Pull out every line in the rows below that contains the string "surface". Treat uppercase and lowercase letters as different.
___ RECORDS SHOWN ___
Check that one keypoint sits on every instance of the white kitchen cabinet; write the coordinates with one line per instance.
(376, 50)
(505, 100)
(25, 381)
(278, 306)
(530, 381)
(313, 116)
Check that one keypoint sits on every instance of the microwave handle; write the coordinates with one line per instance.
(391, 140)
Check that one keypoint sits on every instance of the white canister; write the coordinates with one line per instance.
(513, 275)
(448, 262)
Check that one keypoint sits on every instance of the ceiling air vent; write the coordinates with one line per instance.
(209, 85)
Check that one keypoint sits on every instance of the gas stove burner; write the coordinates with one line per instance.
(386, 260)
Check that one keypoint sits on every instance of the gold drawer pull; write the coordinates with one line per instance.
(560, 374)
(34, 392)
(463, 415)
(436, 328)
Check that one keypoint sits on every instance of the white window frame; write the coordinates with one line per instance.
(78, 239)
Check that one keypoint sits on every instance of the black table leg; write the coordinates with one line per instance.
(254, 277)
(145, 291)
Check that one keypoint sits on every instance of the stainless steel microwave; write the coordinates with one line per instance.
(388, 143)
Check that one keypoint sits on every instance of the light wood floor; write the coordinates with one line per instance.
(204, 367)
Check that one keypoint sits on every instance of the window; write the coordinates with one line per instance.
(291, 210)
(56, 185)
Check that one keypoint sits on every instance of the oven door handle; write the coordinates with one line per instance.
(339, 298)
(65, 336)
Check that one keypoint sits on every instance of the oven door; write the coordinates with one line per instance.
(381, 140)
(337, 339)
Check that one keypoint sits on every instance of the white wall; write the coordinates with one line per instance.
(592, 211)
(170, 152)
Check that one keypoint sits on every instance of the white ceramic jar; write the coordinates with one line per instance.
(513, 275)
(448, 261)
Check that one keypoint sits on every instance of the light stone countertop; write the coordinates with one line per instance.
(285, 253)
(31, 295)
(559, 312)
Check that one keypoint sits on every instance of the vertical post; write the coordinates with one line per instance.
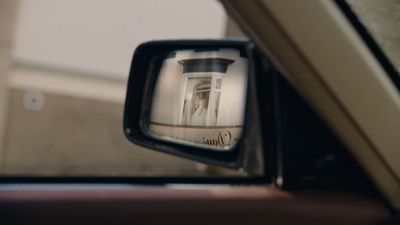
(8, 9)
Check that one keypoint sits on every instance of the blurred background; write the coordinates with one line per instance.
(64, 66)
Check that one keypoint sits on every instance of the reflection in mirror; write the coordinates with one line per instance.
(199, 98)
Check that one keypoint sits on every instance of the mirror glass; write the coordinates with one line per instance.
(199, 98)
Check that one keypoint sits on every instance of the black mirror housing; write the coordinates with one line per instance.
(247, 151)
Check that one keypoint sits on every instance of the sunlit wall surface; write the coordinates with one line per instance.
(71, 60)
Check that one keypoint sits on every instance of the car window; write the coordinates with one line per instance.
(69, 64)
(378, 23)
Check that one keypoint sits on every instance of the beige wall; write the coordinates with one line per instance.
(63, 121)
(7, 19)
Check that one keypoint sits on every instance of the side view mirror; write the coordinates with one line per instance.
(196, 99)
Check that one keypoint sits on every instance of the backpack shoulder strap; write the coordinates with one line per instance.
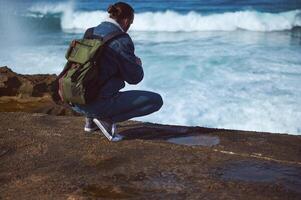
(112, 35)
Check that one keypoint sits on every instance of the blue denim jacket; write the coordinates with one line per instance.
(118, 61)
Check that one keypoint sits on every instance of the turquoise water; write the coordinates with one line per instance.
(223, 65)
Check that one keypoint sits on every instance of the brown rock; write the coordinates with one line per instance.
(29, 93)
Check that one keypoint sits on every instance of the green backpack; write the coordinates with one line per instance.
(79, 83)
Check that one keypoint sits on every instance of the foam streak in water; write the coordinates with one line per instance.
(172, 21)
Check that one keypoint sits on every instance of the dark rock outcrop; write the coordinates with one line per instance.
(13, 84)
(29, 93)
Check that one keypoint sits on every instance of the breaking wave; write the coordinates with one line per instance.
(72, 20)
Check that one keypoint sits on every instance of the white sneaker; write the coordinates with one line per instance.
(117, 138)
(90, 126)
(108, 130)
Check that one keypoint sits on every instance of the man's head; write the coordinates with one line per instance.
(123, 13)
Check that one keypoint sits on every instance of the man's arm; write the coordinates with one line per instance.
(130, 65)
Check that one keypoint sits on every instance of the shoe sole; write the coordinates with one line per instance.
(103, 130)
(90, 129)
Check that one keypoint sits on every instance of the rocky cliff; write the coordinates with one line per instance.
(50, 157)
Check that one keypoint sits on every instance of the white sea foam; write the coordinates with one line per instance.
(239, 80)
(172, 21)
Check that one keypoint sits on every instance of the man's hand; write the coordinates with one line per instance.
(138, 61)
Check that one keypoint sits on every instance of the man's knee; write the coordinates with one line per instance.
(157, 101)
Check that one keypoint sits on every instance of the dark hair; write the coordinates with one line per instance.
(121, 10)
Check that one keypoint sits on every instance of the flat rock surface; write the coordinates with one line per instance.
(51, 157)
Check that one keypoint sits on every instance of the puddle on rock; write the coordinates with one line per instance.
(111, 192)
(252, 171)
(196, 140)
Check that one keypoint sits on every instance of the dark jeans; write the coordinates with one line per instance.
(123, 106)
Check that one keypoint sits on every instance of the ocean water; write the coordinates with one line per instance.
(222, 64)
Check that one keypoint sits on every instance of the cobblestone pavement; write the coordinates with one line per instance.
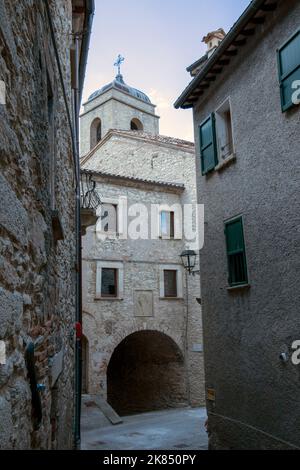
(181, 429)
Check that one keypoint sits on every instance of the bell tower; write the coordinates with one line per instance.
(116, 106)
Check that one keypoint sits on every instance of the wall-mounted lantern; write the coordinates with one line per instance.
(89, 200)
(188, 259)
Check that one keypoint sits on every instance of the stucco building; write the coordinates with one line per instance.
(37, 220)
(246, 118)
(141, 317)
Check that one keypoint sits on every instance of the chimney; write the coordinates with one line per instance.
(213, 39)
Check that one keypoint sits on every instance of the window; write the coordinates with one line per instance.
(109, 282)
(224, 131)
(96, 131)
(167, 225)
(216, 138)
(108, 219)
(136, 125)
(208, 147)
(236, 252)
(170, 283)
(289, 69)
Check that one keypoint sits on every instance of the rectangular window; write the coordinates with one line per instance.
(167, 227)
(289, 69)
(108, 220)
(236, 252)
(109, 282)
(170, 283)
(224, 131)
(208, 147)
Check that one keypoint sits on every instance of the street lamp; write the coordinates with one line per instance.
(89, 200)
(188, 258)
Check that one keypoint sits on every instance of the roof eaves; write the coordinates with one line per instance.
(192, 90)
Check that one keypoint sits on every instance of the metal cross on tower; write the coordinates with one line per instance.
(118, 63)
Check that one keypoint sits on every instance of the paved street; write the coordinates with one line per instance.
(173, 429)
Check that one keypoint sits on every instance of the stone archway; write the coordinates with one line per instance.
(146, 372)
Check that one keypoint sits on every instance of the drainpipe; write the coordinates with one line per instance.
(80, 67)
(78, 319)
(187, 339)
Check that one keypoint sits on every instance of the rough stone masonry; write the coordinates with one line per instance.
(37, 242)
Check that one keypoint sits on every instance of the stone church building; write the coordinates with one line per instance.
(141, 310)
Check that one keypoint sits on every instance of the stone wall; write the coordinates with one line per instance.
(108, 322)
(246, 330)
(36, 270)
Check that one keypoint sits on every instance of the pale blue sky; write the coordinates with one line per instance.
(159, 39)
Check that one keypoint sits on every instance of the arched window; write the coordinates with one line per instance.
(136, 125)
(96, 132)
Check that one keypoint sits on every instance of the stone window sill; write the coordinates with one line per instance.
(223, 164)
(235, 288)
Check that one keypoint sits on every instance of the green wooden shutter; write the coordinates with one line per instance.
(289, 69)
(208, 147)
(236, 253)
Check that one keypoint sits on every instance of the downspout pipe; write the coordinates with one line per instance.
(80, 69)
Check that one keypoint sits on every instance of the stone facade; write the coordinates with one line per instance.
(246, 330)
(37, 288)
(151, 357)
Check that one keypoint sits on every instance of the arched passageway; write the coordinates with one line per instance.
(146, 372)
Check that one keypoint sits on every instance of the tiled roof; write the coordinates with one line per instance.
(156, 138)
(104, 174)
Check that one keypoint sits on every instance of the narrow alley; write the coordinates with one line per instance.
(176, 429)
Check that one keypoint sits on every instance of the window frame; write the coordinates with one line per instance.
(228, 254)
(119, 267)
(171, 234)
(211, 118)
(179, 281)
(109, 296)
(283, 77)
(110, 233)
(218, 112)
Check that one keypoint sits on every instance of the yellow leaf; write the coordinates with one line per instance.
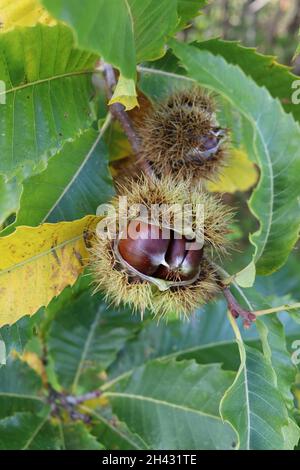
(37, 263)
(125, 93)
(240, 174)
(23, 13)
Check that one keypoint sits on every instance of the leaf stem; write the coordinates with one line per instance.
(237, 310)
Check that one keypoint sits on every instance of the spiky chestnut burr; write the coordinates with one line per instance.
(161, 275)
(180, 136)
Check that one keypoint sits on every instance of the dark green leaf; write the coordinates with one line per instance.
(123, 33)
(77, 437)
(19, 389)
(264, 69)
(253, 404)
(26, 431)
(83, 342)
(74, 183)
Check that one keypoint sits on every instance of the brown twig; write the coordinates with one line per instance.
(60, 401)
(237, 310)
(119, 113)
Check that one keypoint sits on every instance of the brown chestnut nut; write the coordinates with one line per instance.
(142, 252)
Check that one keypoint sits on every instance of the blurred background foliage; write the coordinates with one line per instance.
(272, 26)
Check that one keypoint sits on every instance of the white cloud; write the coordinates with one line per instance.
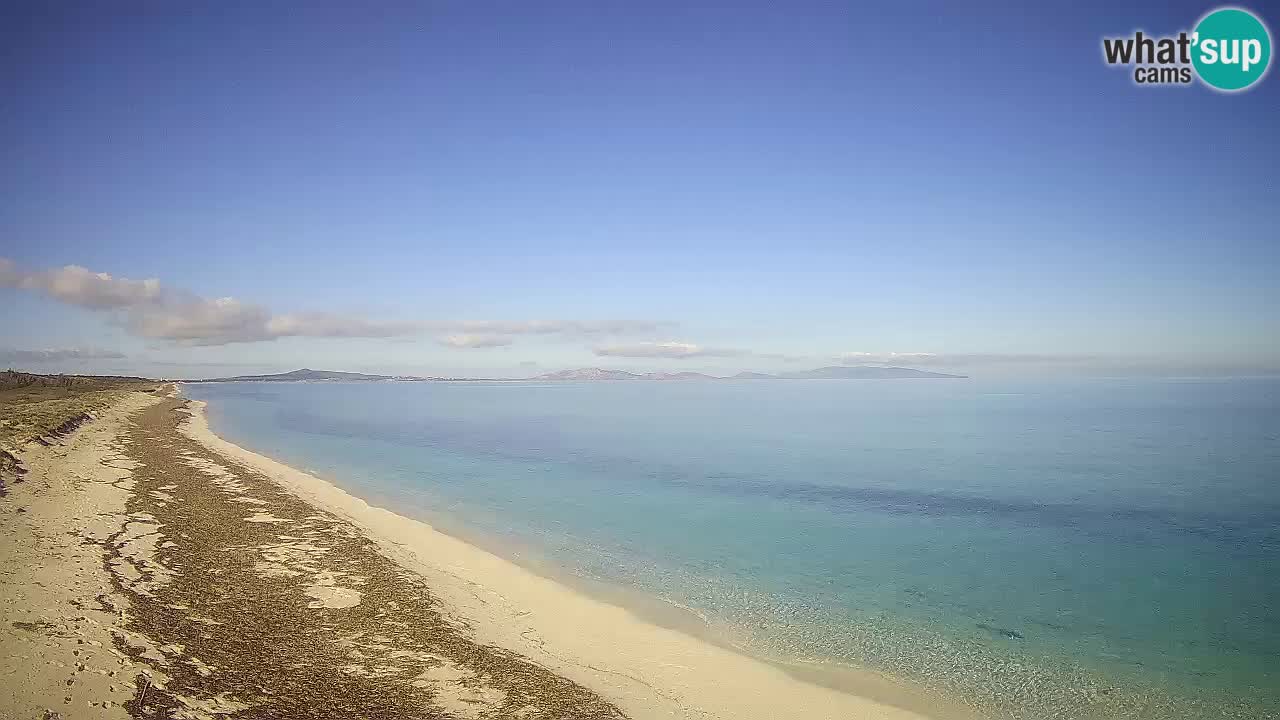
___
### EXERCISE SOLUTION
Check that one keypoint sits on every instance of the sunlit wall surface; write the coordinates with one line per instance.
Check that one keypoint sits on every instance of the flat rock surface; write the coordinates with one line per instance.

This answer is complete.